┌──

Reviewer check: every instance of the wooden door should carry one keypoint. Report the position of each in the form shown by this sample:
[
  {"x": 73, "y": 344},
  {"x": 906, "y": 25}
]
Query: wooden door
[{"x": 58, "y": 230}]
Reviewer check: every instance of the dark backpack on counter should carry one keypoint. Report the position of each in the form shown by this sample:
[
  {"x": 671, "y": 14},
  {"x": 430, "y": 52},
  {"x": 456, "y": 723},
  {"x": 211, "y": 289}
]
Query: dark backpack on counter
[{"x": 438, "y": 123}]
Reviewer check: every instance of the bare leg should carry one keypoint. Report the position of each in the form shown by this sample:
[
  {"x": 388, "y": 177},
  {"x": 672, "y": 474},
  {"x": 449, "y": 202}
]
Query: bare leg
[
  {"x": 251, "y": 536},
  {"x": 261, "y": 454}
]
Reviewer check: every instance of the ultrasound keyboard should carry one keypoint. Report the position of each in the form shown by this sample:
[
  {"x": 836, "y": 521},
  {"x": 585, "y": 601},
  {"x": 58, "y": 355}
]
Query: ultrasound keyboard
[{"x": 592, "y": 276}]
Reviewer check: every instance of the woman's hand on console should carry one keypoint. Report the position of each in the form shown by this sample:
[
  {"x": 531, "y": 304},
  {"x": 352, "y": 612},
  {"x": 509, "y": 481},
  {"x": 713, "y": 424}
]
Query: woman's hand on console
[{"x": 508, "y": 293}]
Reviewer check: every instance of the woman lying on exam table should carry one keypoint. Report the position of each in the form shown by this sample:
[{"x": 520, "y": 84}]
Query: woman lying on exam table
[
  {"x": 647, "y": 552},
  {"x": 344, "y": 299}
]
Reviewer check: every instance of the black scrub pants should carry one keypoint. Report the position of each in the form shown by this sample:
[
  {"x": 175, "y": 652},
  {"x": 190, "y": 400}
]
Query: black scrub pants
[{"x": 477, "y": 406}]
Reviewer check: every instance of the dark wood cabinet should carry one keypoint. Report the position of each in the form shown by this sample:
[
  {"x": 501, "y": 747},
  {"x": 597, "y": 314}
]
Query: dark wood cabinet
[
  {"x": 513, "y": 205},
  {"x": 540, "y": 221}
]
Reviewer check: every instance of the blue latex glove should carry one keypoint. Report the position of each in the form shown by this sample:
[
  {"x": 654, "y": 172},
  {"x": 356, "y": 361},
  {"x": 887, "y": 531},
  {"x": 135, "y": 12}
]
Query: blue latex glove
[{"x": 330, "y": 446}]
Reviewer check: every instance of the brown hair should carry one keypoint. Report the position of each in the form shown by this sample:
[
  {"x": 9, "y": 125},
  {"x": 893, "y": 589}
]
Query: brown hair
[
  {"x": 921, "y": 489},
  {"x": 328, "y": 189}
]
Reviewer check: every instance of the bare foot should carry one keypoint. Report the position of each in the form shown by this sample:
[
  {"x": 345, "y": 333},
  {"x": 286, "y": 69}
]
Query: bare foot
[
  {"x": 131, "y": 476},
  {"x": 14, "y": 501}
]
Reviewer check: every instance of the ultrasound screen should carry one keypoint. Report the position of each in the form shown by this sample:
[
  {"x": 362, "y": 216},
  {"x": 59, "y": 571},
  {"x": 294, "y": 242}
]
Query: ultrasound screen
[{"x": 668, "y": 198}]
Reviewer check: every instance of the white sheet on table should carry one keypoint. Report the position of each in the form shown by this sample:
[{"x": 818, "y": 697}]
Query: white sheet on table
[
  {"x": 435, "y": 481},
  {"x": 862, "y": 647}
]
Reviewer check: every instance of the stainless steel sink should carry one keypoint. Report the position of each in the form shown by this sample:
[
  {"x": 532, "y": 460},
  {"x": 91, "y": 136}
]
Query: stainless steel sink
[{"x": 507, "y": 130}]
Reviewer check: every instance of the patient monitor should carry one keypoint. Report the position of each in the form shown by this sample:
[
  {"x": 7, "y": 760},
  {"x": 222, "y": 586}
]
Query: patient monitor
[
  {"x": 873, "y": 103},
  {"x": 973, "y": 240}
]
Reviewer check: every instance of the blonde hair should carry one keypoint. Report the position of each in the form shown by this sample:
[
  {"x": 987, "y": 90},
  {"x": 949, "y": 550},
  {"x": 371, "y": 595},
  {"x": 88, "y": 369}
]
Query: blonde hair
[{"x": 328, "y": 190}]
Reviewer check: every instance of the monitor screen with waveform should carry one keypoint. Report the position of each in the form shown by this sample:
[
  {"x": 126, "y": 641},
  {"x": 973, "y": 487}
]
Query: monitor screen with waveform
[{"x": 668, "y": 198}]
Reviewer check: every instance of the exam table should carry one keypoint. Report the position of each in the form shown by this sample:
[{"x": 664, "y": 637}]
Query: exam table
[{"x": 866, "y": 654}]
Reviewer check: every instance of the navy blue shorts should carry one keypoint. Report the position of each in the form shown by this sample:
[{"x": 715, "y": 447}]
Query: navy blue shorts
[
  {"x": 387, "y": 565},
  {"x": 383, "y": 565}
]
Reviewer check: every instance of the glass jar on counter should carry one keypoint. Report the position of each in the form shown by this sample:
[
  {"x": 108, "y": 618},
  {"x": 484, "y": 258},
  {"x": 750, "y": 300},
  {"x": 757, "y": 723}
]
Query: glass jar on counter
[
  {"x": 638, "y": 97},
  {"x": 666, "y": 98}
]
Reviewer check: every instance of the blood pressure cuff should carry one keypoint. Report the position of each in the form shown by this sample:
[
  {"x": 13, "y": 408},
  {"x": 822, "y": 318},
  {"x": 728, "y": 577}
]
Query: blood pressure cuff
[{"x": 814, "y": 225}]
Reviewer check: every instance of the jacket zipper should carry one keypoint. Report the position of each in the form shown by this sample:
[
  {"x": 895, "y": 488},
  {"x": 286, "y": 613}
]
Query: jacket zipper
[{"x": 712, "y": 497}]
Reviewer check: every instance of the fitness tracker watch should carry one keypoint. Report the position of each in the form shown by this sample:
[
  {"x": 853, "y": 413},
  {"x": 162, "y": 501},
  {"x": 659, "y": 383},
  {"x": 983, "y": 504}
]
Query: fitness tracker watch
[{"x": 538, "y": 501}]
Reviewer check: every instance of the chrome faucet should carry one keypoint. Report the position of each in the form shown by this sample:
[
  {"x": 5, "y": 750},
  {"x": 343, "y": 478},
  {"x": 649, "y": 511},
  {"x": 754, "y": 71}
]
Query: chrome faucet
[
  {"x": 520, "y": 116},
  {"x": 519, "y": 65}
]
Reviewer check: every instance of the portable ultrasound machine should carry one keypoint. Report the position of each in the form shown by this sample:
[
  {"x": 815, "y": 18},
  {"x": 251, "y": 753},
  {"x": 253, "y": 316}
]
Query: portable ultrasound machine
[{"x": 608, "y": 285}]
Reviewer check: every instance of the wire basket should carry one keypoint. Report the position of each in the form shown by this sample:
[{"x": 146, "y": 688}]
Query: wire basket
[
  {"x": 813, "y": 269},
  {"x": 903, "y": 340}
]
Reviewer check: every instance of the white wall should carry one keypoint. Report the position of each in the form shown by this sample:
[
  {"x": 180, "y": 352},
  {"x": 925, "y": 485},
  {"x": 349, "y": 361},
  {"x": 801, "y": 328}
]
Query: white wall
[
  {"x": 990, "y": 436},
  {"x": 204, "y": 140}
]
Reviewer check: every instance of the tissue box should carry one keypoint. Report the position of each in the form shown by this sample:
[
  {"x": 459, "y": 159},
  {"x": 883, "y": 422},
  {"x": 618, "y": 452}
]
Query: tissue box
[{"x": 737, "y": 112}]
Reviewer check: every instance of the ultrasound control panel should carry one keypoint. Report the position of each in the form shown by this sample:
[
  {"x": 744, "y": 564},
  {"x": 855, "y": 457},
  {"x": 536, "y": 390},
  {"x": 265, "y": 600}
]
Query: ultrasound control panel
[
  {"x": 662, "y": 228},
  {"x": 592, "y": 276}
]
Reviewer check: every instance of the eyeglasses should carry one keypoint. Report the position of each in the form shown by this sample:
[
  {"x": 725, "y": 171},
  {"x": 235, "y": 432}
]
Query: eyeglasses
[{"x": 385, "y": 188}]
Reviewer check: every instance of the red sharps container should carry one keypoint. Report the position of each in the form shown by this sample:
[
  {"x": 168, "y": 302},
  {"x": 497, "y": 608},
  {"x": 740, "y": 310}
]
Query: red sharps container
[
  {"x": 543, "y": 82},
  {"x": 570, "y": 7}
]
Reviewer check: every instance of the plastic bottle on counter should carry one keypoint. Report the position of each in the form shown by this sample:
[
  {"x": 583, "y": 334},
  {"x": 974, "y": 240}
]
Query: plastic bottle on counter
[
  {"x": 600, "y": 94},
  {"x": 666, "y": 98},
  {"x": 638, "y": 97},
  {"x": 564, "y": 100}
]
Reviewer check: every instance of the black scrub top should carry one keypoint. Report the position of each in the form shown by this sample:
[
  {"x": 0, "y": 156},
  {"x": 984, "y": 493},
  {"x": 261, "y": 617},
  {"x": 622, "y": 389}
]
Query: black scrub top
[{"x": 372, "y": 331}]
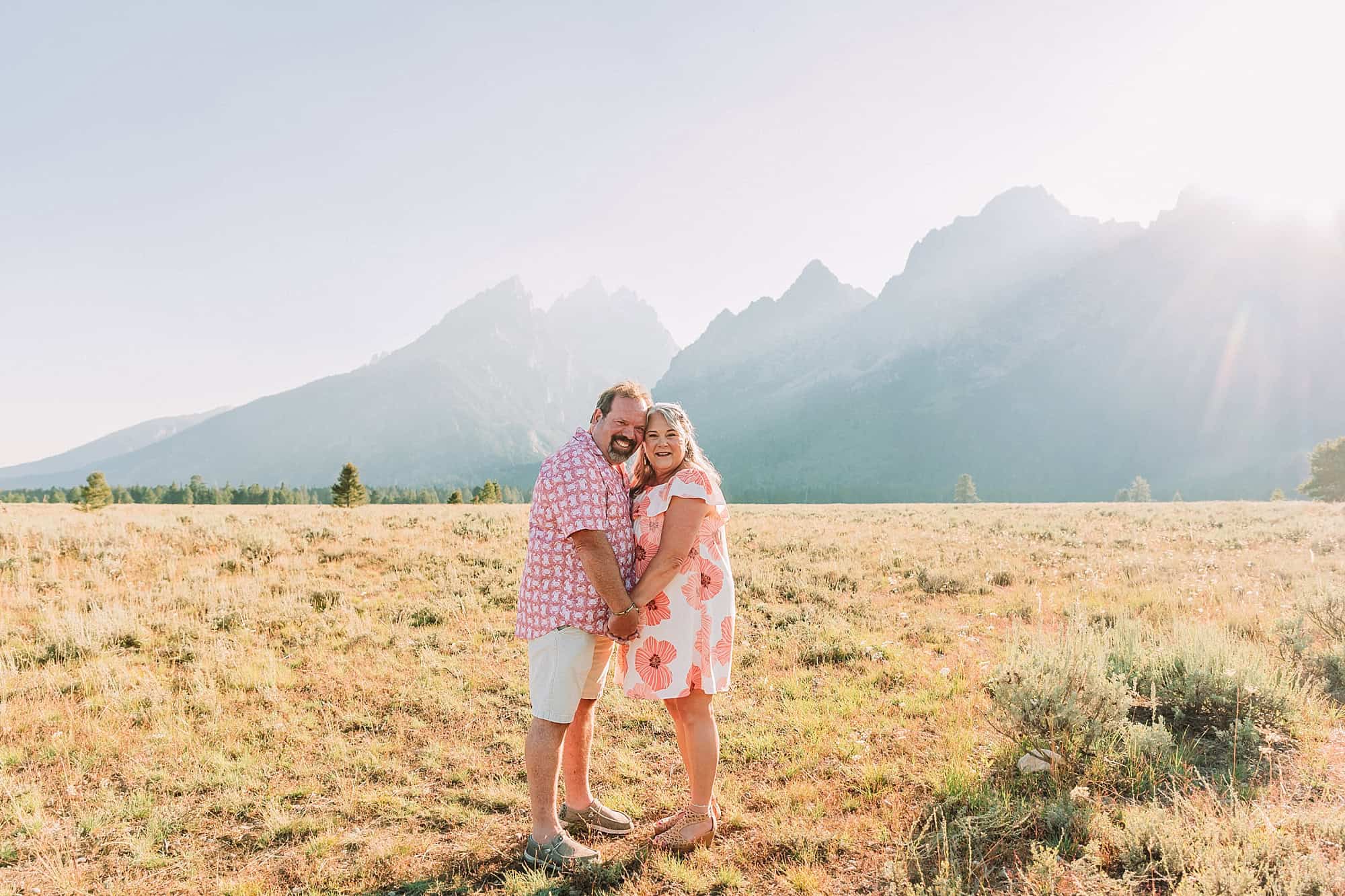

└──

» **REQUEST**
Write out the stretch of material from the line containing "Reviewer check: every instance of the red" through the end of the material, reproducing it exactly and omitting the pictures.

» **SOLUTION FOR THIS EXERCISE**
Reviewer check: every instance of the red sharps container should carry one keypoint. Report the position of each in the form shown by this sample:
[
  {"x": 168, "y": 302},
  {"x": 497, "y": 608},
  {"x": 740, "y": 310}
]
Query: red sharps container
[
  {"x": 543, "y": 82},
  {"x": 570, "y": 7}
]
Reviewer check: every instance of the plastic bottle on counter should carry one keypoint. Report the position of each in the form shown by this sample:
[
  {"x": 583, "y": 334},
  {"x": 974, "y": 240}
]
Query: plastic bottle on counter
[
  {"x": 600, "y": 94},
  {"x": 666, "y": 98},
  {"x": 638, "y": 97},
  {"x": 564, "y": 100}
]
Reviewer check: every instance of the black scrub top should carry one keypoint. Report the position of each in the form shown by this sample:
[
  {"x": 0, "y": 156},
  {"x": 984, "y": 493},
  {"x": 261, "y": 617},
  {"x": 622, "y": 389}
]
Query: black scrub top
[{"x": 372, "y": 331}]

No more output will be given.